Top of Excerpted text

May 15, 1932, Deputy Constable James S. “Sol” Saylor, Harlan County Constable’s Office, died from a gunshot arresting a man in the Wallins Creek community.

On May 15, 1954, African Americans Andrew and Charlotte Wade moved to Rone Court, a racially segregated neighborhood in Louisville.  The move occurred two days before the Supreme Court condemned school segregation.  Neighbors burned a cross and shot out windows, and the Wades endured harassment until June 27, when vandals dynamited the house.

May 15, 1966, Air Force CMSGT William L. Madison from Lexington died in the Vietnam War.

May 15, 1970, Marine Corps LCPL Douglas Carroll from Anneta in Grayson County died in the Vietnam War.

On May 15, 1971, Kathleen Mulligan, a pioneer in Kentucky law, passed over at age 81.  She attained many firsts in her professional career: the 1st woman to sit as a judge in Kentucky, 1st woman vice president of the Kentucky Bar Association, 1st woman on the Kentucky membership committee of the ABA, and 1st woman secretary of the Fayette County Democratic Committee.

May 15, 1971, watch Canonero II go for the second leg in the 96th running of the Preakness Stakes.

On May 15, 1971, two U.S. Congressmen, one from Kentucky and one from Utah, held a free throw contest at the half-time of the Kentucky Colonels and Utah Stars ABA game in Freedom Hall.  The Colonels made an exciting comeback to tie the Championship series 3-3.  

May 15, 1975, Marine Corps PFC Gary L. Hall from Covington died in the Vietnam War.

May 15, 1975, the U.S. National Register of Historic Places added the John A. Roebling Suspension Bridge.  Connecting Cincinnati and Covington, the 1st pedestrians crossed on December 1, 1866.

1906 – By Detroit Publishing Company

May 15, 1979, Deputy Sheriff Earl Smith, Pike County Sheriff’s Office, died while attempting to serve a warrant.  The suspect shot him six times; he pled not guilty by reason of insanity and was acquitted.

May 15, 1980, watch the controversial 105th Preakness Stakes where Jacinto Vasquez riding Genuine Risk claimed a foul claim against Angel Cordero Jr. on Codex for forcing the filly extremely wide in the stretch and shaking his whip in her face.  Cordero later received threats against his life and threats to burn his house.  Stewards disallowed the foul.

May 15, 1981, Ft. Knox native Len Barker, as a member of the Cleveland Indians, pitched the 10th official perfect game in baseball history.

May 15, 1992, federal authorities transferred The Queen of Mean from Lexington’s Federal Medical Center to a prison in Connecticut.  Leona Hemsley received four years in prison for not paying taxes.  She stayed 30 days in Lexington and 621 days in CT.

May 15, 2001, fire severely damaged the UK’s oldest building, the Administration Building.

May 15, 2003, Louisville native Todd Wellemeyer made his MLB debut with the Chicago Cubs.

May 15, 2004, watch the 129th Preakness Stakes.

Bottom of Excerpted text

## What needs to be done
Print the part of the Kentucky history excerpt between "May 15, 1970, Marine" and "County Democratic Committee.", inclusive. The listing that comes next has nothing to do with the Kentucky history excerpt.

Top of Data under study

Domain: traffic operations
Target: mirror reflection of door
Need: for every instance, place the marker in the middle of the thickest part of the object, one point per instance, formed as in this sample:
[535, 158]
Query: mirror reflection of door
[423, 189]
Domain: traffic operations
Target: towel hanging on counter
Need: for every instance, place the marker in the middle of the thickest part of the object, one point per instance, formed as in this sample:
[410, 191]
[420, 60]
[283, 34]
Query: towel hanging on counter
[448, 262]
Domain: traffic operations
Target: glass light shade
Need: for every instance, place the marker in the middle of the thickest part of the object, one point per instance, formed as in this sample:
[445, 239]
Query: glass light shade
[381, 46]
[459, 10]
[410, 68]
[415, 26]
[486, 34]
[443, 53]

Bottom of Data under study

## Your solution
May 15, 1970, Marine Corps LCPL Douglas Carroll from Anneta in Grayson County died in the Vietnam War.

On May 15, 1971, Kathleen Mulligan, a pioneer in Kentucky law, passed over at age 81.  She attained many firsts in her professional career: the 1st woman to sit as a judge in Kentucky, 1st woman vice president of the Kentucky Bar Association, 1st woman on the Kentucky membership committee of the ABA, and 1st woman secretary of the Fayette County Democratic Committee.